Job: Restate, word for word, every line of the data.
start Exercise input
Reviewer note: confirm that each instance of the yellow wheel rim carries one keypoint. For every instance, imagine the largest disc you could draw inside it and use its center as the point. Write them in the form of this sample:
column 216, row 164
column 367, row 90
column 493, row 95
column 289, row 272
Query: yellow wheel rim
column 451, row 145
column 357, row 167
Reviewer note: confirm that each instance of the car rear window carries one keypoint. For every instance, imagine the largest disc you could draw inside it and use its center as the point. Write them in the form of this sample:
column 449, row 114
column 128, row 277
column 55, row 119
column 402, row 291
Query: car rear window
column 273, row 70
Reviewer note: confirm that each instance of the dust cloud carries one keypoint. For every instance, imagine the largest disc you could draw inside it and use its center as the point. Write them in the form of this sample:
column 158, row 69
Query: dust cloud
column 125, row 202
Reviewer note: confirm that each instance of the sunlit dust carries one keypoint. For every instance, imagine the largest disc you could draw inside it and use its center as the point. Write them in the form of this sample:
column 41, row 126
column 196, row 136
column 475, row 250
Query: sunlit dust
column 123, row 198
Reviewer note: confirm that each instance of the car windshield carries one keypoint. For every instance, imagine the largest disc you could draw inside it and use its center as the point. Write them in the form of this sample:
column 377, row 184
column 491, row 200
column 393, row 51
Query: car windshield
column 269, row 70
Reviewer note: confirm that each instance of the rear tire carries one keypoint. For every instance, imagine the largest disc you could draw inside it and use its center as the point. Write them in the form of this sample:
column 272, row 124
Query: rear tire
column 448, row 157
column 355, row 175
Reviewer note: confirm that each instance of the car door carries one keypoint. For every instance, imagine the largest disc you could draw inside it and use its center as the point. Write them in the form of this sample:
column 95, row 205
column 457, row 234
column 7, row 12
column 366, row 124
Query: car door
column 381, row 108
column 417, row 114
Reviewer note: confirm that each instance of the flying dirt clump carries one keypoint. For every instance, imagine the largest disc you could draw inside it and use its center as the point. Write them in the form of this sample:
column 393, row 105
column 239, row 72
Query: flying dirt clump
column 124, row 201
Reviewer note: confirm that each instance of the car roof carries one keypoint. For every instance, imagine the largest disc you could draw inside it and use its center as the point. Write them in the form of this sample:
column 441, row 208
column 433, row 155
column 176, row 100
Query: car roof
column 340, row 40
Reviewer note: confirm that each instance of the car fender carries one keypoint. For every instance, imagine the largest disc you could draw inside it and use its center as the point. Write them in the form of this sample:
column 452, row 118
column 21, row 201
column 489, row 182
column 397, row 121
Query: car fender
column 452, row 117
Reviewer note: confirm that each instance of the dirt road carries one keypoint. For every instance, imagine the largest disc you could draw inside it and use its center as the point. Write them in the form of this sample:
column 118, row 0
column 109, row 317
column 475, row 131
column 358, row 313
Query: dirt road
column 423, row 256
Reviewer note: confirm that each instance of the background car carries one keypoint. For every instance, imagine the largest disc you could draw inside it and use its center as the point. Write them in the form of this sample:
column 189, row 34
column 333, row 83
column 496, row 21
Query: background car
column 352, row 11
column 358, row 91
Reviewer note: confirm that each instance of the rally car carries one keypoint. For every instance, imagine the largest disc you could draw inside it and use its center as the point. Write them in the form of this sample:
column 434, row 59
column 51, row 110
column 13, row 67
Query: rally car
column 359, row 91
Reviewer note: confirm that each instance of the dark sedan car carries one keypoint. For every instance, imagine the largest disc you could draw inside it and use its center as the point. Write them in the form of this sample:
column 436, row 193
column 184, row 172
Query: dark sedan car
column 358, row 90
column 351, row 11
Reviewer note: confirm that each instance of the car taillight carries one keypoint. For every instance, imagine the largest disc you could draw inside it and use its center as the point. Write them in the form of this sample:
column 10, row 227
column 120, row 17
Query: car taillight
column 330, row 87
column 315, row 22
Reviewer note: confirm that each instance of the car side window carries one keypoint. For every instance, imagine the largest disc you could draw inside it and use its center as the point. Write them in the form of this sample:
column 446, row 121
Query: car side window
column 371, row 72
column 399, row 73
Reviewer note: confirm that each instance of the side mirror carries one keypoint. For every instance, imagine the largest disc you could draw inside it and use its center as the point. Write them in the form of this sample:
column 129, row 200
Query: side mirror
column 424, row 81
end Exercise input
Written solution:
Reviewer note: confirm that each instance of the yellow wheel rim carries one keypoint. For every instance, imagine the largest disc you could draw inside it and use its center as the point. Write them in the form of this sample:
column 216, row 164
column 367, row 90
column 493, row 95
column 289, row 272
Query: yellow wheel rim
column 451, row 145
column 357, row 167
Reviewer note: confirm that each instance of the car rear window carries one keypoint. For every instance, imagine the largest disc you could draw inside it and use its center as the point. Write them in the form of this sample:
column 449, row 114
column 128, row 277
column 55, row 119
column 402, row 291
Query: car rear window
column 273, row 70
Reviewer note: confirm that each instance of the dust cloud carries one keypoint. For every instance, imagine the largest disc you could draw inside it and use its center as the point. Write them in the form of this sample:
column 158, row 69
Query: dust cloud
column 125, row 202
Reviewer note: confirm that each instance of the sunlit dust carries one keypoint. For every instance, imagine the largest disc you could draw inside it and use its center as the point. Write them in the form of this sample:
column 41, row 126
column 196, row 136
column 475, row 250
Query: sunlit dust
column 123, row 198
Reviewer note: confirm that each instance of the car windshield carries one keypoint. For every instance, imagine the largest disc you could draw inside it and use its center as the point. Write them in the form of this sample:
column 377, row 184
column 491, row 200
column 393, row 51
Query: car windshield
column 269, row 70
Reviewer note: confirm that each instance of the rear tire carries one keypoint. For every instance, imagine the largest disc you could draw inside it and use its center as the point. Write them in the form of this sample:
column 272, row 124
Query: rear tire
column 448, row 157
column 355, row 175
Reviewer note: confirm that each instance of the car door carries one keypoint. For every instance, imagine the largest disc you could draw inside it and use its center as the point. Write them in the form of this sample:
column 95, row 205
column 457, row 234
column 7, row 12
column 366, row 124
Query: car door
column 381, row 108
column 417, row 114
Reviewer note: confirm that each instance of the flying dirt clump carries one keypoint. For every instance, imagine the largest disc you could draw inside it and use its center as the point. Write them in the form of this sample:
column 393, row 105
column 239, row 72
Query: flying dirt clump
column 124, row 201
Reviewer note: confirm that each instance of the car roof carries one keypoint. For every instance, imagine the largest disc you could draw inside it and use its center as the point. Write them in the form of this sample:
column 441, row 208
column 433, row 155
column 176, row 100
Query: car roof
column 340, row 40
Reviewer note: confirm that each instance of the car fender carries one keypoint. For every instance, imagine the largest disc you could draw inside it and use its center as the point. Write them in the form of this sample:
column 452, row 118
column 21, row 201
column 489, row 182
column 397, row 121
Query: car fender
column 452, row 117
Reviewer note: confirm that each instance of the dirt road carries one keypoint. For every instance, imagine the largest disc you could draw inside it and use its center as the point. Write them in the form of this sample:
column 118, row 0
column 109, row 317
column 475, row 131
column 358, row 313
Query: dirt road
column 423, row 256
Reviewer note: confirm that each instance of the background car carries one keypoint. For every instance, imagine the largest disc you could draw inside it and use its center as the point. Write them in the form of this sample:
column 189, row 34
column 333, row 83
column 496, row 21
Query: background car
column 352, row 11
column 358, row 91
Reviewer note: confirm that each instance of the rally car carries one keypoint. For every instance, imagine the largest disc you could draw inside it and use its center as the point. Write them in the form of this sample:
column 434, row 59
column 51, row 110
column 13, row 67
Query: rally car
column 359, row 91
Reviewer note: confirm that each instance of the dark sedan car carries one keypoint. For every instance, imagine the largest disc you could draw inside it and use its center as the point. Write them in the form of this sample:
column 436, row 193
column 184, row 172
Query: dark sedan car
column 358, row 90
column 351, row 11
Reviewer note: confirm that each instance of the car taillight carries one keypoint. For every instance, imagine the largest disc you could draw inside it and use its center as the point. Write them in the form of this sample:
column 10, row 227
column 120, row 17
Query: car taillight
column 330, row 87
column 315, row 22
Reviewer note: confirm that each instance of the car side window carries one keypoint. For every instance, imagine the largest disc you could draw inside it and use its center as the point. Write them in the form of this sample:
column 446, row 121
Query: car side window
column 371, row 72
column 399, row 73
Reviewer note: confirm that each instance of the side mirror carries one keypoint. For every instance, imagine the largest disc you could draw inside it and use its center as the point. Write them in the form of this sample:
column 129, row 200
Query: side mirror
column 424, row 81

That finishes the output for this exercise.